*TASK DIRECTIONS*
Please retype the data below in full.

*AVAILABLE RECORDS*
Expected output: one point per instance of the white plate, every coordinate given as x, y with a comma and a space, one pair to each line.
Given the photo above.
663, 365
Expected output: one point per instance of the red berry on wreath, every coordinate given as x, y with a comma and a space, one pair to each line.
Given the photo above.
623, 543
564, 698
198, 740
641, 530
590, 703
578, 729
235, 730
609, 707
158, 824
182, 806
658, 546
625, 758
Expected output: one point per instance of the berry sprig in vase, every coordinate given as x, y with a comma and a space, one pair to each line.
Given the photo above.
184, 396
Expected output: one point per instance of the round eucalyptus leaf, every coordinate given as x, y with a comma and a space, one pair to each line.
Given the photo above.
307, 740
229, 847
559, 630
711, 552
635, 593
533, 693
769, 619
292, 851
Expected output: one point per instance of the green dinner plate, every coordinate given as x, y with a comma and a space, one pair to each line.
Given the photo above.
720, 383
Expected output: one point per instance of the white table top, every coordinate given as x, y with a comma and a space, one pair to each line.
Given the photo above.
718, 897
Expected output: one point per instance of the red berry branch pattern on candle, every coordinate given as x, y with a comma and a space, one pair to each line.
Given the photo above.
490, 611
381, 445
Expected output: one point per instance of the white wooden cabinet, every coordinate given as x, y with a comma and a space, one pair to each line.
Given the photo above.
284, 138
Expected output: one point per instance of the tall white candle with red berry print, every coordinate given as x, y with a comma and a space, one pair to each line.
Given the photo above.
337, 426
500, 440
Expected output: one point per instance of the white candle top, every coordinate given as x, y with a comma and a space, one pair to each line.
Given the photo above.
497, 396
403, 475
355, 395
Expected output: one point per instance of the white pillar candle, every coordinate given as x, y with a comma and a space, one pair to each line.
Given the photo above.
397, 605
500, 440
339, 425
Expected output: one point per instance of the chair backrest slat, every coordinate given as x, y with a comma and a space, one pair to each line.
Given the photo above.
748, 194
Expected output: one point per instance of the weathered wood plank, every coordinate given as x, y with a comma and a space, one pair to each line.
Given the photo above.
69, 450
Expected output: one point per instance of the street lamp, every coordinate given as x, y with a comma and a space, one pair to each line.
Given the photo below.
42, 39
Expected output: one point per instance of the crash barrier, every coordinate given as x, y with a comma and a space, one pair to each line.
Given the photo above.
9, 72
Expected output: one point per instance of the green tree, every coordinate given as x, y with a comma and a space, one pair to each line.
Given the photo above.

*RESPONSE*
Expected output: one point per instance of the white plate, every coordinate given as x, y with a comma and a space, one pair to each line.
Given the photo above.
663, 365
Expected output: one point per instance of the red berry on wreath, every coordinate given as x, y with a comma and a space, one pair to each line.
Given the photo above.
623, 543
564, 698
198, 740
641, 530
590, 703
578, 729
235, 730
609, 707
158, 824
182, 806
658, 546
625, 758
Expected output: one point per instance of the berry sprig in vase, every coordinate given as x, y with a comma and a space, one pair to each line.
Given the photo above.
184, 396
Expected output: one point per instance of the round eucalyptus leaf, every coordinate given as x, y with a comma and a space, one pair to each line.
Given the photo above.
307, 740
229, 847
559, 630
711, 552
635, 593
533, 693
769, 619
292, 851
Expected output: one point per instance of the green dinner plate, every coordinate given as x, y with a comma and a space, one pair to each line.
Given the photo above.
720, 383
Expected output: one point per instance of the white table top, every coordinate given as x, y with a comma and a space, one pair to each line.
Given the photo above.
718, 897
Expected output: one point per instance of the red berry branch pattern on candle, every coordinate given as x, y with a comma and a space, one pair to each line.
Given the photo above.
490, 611
381, 445
Expected output: one point per instance of the white wooden cabinet, every coordinate given as x, y with a comma and a space, one pair to each line.
Given the photo above.
284, 138
Expected output: one point per instance of the tall white candle with red berry print, every coordinate given as x, y with a comma and a space, one pair to each line.
Given the photo above.
337, 426
500, 440
Expected output: one point per instance of the white candle top, every coordinate given as x, y with a comma and a space, one pair to each line.
Given the photo above.
497, 396
403, 475
355, 395
Expected output: one point per instance of the white pillar candle, every coordinate given as x, y with a comma and a space, one pair to each line.
Given the photo above.
397, 605
500, 440
339, 425
Expected output: one point per instance of the chair backrest slat, every coordinate given as x, y with a comma and a space, one pair to each line.
Given the photo above.
748, 194
Expected output: one point per instance of the weathered wood plank, every coordinate given as x, y with a comma and a space, one pair to each line.
Given the photo above.
69, 450
Expected output: one point per instance of the street lamp, every coordinate given as x, y with a comma and a space, one pair to each line.
Given the photo below.
42, 39
Expected output: one point per instance of the crash barrier, every coordinate given as x, y with a comma and a space, one pair to each line.
Given the photo above.
9, 72
Expected output: one point per instance of the green tree, every coordinate given as x, y with a comma and a space, one pair to each line.
Given the photo above.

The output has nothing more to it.